== Obiettivo a ==
Ridimensiona le voci dalla riga che contiene "the red flag" fino alla fine delle voci, estremi inclusi, riscrivendo queste righe con le richieste comprese. Moltiplica per 1,3 solo le coordinate dei punti nelle risposte, arrotonda all'intero con le metà per eccesso e lascia fuori le immagini.
=== Brano da leggere ===
Famiglie facoltose della terraferma seguirono l’esempio del Comm. Rizzoli e di Marzotto costruendo alberghi, parchi termali nei posti più belli dell’isola. Oltre i soldi incominciò a circolare un giro di ragazze e ragazzi alla ricerca di una scritturazione in un film o con una casa discografica: da Mina a Peppino di Capri, da Carosone a Lucio Battisti. Altri lusingati da regali e auto di grossa cilindrata, vestiti con capi di abbigliamento costosi, acquistati in esclusive boutiques le quali sbucavano come funghi sul corso principale di Porto d’Ischia e nei negozi più esclusivi di Lacco Ameno; tutti erano alla ricerca di un posto al sole. Questa “gioventù dorata”, faceva spola con motoscafi fra Ischia, Capri e Positano; la sera girava da un locale all’altro, nei ristoranti e night più eleganti.  Giovani villeggianti venivano invitati dai gestori di locali notturni, a prezzi convenienti, a frequentare assiduamente il locale in modo da invogliare altri frequentatori del night a fermarsi nel locale perché si sa che la gente vuole altra gente. Dopo una serata trascorsa in un dancing si proseguiva con bagno di notte nelle acque calde termali in riva al mare, al chiaro di luna. In questo giro anche giovani ischitani si inserirono lentamente proprio per sentirsi alla pari dei giovani proveniente dal continente.  Erano molto richiesti specialmente da “sciure” del Nord oppure da signore stagionate straniere che avevano case sull’isola. Capitava che le signore si innamorassero dalla freschezza e gioia di vivere che trasmettevano questi primi “latin lover” e li coprissero di soldi e regali preziosi; in alcuni casi il cambiamento di questi soggetti fu repentino. Ragazzi e ragazze cominciarono a curare di più il loro corpo frequentando parchi termali e Terme per migliorare l’aspetto fisico e la propria immagine e incontrare personaggi interessanti.
=== Dati del compito ===
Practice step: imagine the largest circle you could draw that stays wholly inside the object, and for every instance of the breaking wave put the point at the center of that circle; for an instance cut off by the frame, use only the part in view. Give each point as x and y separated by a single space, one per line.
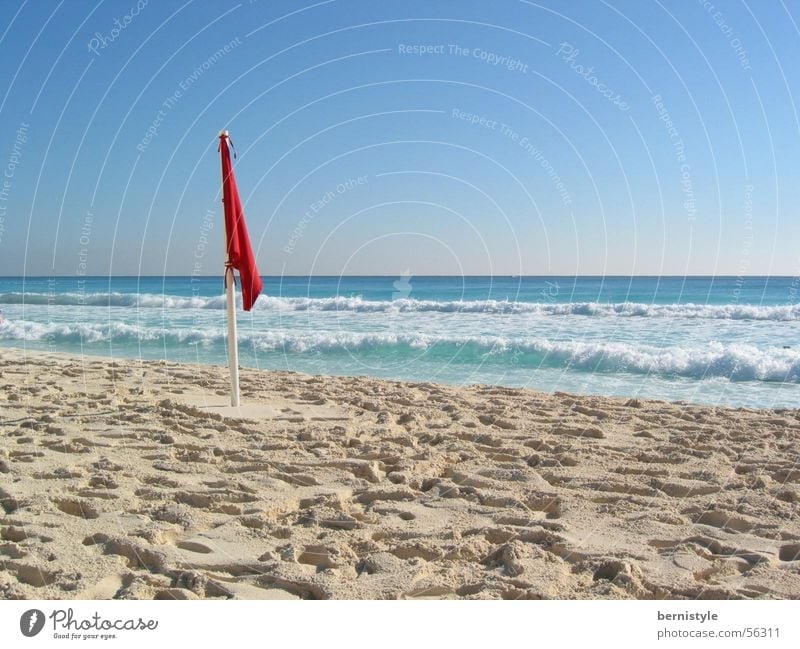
734 361
359 305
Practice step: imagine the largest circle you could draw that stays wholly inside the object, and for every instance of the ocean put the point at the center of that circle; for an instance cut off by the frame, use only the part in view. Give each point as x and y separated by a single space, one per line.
721 340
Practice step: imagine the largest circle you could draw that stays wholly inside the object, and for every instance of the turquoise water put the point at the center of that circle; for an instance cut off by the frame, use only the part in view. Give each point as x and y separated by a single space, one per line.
720 340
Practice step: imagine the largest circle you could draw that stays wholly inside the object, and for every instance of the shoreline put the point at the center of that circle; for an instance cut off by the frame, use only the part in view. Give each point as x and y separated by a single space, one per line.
132 479
223 368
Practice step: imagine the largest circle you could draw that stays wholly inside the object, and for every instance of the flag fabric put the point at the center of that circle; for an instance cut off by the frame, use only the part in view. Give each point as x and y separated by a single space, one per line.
240 252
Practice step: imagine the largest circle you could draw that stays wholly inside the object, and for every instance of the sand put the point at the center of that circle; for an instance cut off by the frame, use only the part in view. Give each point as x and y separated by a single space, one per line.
127 479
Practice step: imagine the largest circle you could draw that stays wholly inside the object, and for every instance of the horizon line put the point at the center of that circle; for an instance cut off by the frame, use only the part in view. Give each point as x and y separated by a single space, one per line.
393 275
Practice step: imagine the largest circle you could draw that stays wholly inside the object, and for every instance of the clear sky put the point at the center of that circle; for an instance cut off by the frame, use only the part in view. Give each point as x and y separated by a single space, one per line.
374 137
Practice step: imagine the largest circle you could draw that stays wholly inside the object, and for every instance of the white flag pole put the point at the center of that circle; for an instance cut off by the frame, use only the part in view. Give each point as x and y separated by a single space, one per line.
230 291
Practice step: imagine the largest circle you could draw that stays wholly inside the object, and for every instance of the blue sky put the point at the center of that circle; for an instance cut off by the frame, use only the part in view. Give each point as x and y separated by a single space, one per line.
620 137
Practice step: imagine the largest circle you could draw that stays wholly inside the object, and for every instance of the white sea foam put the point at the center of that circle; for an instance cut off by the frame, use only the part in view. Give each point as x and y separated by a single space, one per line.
735 361
360 305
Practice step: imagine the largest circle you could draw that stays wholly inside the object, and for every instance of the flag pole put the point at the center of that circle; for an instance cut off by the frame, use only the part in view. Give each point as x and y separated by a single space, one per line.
230 294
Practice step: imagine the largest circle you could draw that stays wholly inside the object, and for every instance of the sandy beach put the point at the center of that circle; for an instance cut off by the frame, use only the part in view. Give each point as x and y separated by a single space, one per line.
127 479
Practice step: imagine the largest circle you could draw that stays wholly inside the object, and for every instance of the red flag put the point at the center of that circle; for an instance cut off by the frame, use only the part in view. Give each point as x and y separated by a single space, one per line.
240 253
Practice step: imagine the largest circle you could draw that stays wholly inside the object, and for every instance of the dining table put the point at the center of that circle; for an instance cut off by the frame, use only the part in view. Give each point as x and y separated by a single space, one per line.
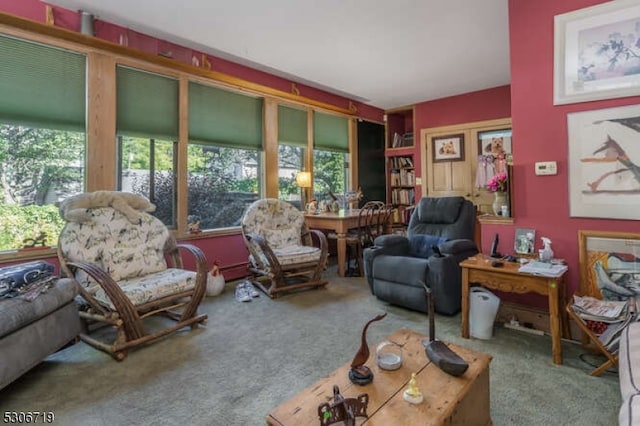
===
== Obiettivo b ==
Porta avanti il brano sulla gioventù dorata di Ischia, partendo dopo la sua ultima frase.

== Risposta scritta a ==
Practice step: imagine the largest circle you could draw that stays wholly inside the object, and for every instance of the red flag put the point at the center of that circle; for an instance cut off by the frame, use only the part in view. Give each point as x and y separated by a single space, one per line.
312 329
Practice step: imagine the largest circle you could draw that stays wholly inside the object, and for every instance of the dining table put the point at the center of that circle; for an instance cut off by the frame, use only the part in view. Give each point as x and y separated by a single space, one per line.

== Risposta scritta b ==
Era il 1958 Aiché Nana fu immortalata da uno scatto di Tazio Secchiaroli mentre si spogliava su di un tavolo in un noto ristorante di Trastevere a Roma, lo spogliarello della bella Aichè fece scandalo e ne seguì un lungo strascico giudiziario. Da non dimenticare che l’Italia era ancora un paese timorato e bacchettone, quest’episodio divenne uno scandalo nazionale. Qualche anno dopo il geniale Federico Fellini immortalò i costumi e la vita mondana della capitale che rispecchiavano l’atmosfera che si respirava in quegli anni nell’alta società italiana col suo capolavoro: La Dolce Vita.

Quest’atmosfera nuova e inebriante sbarcò anche in alcuni ambienti isolani i cui frequentatori si davano appuntamento in ville fantastiche che sorgevano in riva al mare, in angoli suggestivi, lontano da occhi indiscreti. In queste dimore protette si svolgevano feste e festini che andavano avanti fino all’alba, erano frequentati dal jet set internazionale con la presenza della ruspante gioventù locale attratta dalla novità, dal lusso e dalla fama dei personaggi e qualche “spiccioletto” in più. Durante uno di questi “balletti rosa” forse per overdose o per un misto di alcol o allucinogeni ci fu un decesso. Il fatto fece scalpore ma subito fu messo a tacere per l’importanza dei partecipanti ai party. Così si dissolse il velo che avvolgeva questo mondo distante dalla realtà del posto, più tardi l’HIV incominciava a seminare le prime vittime.

Il giglio di Santa Restituta



Chi a Lacco Ameno non conosceva Memela, Titina e Nannina “e’ Sulviestr”?
Delle tre sorelle la più eclettica e creativa era Titina, presso la quale le mie sorelle hanno imparato i primi rudimenti del cucire e del ricamo. I primi opuscoli di modelli per vestiti di moda li ho visti in casa loro. Memela la più anziana delle tre era amica e coetanea di mia madre, molto spesso quando diventavo un poco “na peste” mia madre mi dava una tazzina da caffè vuota o un bicchiere e mi intimava di andare dalle sorelle per farmi dare un po di “ntrattiene”, Nannina era la più sorridente e disponibile delle tre, aveva sempre aneddoti e fatti per interessarmi.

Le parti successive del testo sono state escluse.